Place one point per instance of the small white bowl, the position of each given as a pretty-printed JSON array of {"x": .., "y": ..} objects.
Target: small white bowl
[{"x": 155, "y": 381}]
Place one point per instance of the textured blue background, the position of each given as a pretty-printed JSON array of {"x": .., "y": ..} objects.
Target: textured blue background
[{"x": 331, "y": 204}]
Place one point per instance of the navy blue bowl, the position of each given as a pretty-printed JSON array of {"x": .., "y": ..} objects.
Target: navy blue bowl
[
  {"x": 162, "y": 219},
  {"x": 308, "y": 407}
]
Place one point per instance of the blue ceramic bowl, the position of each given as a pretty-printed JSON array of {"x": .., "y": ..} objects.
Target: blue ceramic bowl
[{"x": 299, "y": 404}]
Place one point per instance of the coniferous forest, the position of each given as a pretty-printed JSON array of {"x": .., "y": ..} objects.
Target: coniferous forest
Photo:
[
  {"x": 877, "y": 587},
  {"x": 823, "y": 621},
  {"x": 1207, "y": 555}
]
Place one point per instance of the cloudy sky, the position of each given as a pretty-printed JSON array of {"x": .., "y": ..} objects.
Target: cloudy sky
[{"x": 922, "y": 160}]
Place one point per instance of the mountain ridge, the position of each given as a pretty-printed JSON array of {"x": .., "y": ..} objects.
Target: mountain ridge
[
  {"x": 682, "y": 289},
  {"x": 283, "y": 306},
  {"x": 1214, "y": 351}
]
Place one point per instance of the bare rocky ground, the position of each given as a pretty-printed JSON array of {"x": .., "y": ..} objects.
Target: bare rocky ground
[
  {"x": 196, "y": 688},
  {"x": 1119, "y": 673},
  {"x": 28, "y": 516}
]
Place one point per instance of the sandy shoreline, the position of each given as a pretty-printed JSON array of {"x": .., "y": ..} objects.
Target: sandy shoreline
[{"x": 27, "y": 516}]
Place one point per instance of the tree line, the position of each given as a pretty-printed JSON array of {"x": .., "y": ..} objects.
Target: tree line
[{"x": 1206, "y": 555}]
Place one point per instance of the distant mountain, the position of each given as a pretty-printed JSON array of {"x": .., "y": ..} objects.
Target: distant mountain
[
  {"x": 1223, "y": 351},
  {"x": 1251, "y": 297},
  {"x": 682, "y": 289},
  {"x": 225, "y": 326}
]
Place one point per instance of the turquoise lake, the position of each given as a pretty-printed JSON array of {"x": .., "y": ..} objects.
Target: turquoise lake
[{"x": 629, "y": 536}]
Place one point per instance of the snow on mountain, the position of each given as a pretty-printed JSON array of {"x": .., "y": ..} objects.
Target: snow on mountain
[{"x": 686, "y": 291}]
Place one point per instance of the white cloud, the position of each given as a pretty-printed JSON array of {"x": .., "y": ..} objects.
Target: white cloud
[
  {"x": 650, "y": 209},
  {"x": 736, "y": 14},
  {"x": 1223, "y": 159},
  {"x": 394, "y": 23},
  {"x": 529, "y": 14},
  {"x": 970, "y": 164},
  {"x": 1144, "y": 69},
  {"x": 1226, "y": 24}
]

^^^^^^^^

All lines in the listing above from the line containing "Target: navy blue bowl" to the line containing "Target: coniferous forest", inclusive, should be retyped exactly; no other lines should appear.

RESPONSE TO THIS TASK ->
Target: navy blue bowl
[
  {"x": 162, "y": 219},
  {"x": 308, "y": 407}
]
Place one point per instance of the blue ceramic bowl, the position of each given as a pretty-printed JSON array of {"x": .., "y": ..} objects.
Target: blue ceramic bowl
[{"x": 299, "y": 404}]
Place one point per instance of the coniferous forest, the position of each given as a pretty-printed JSON array of {"x": .., "y": ..} objects.
Target: coniferous forest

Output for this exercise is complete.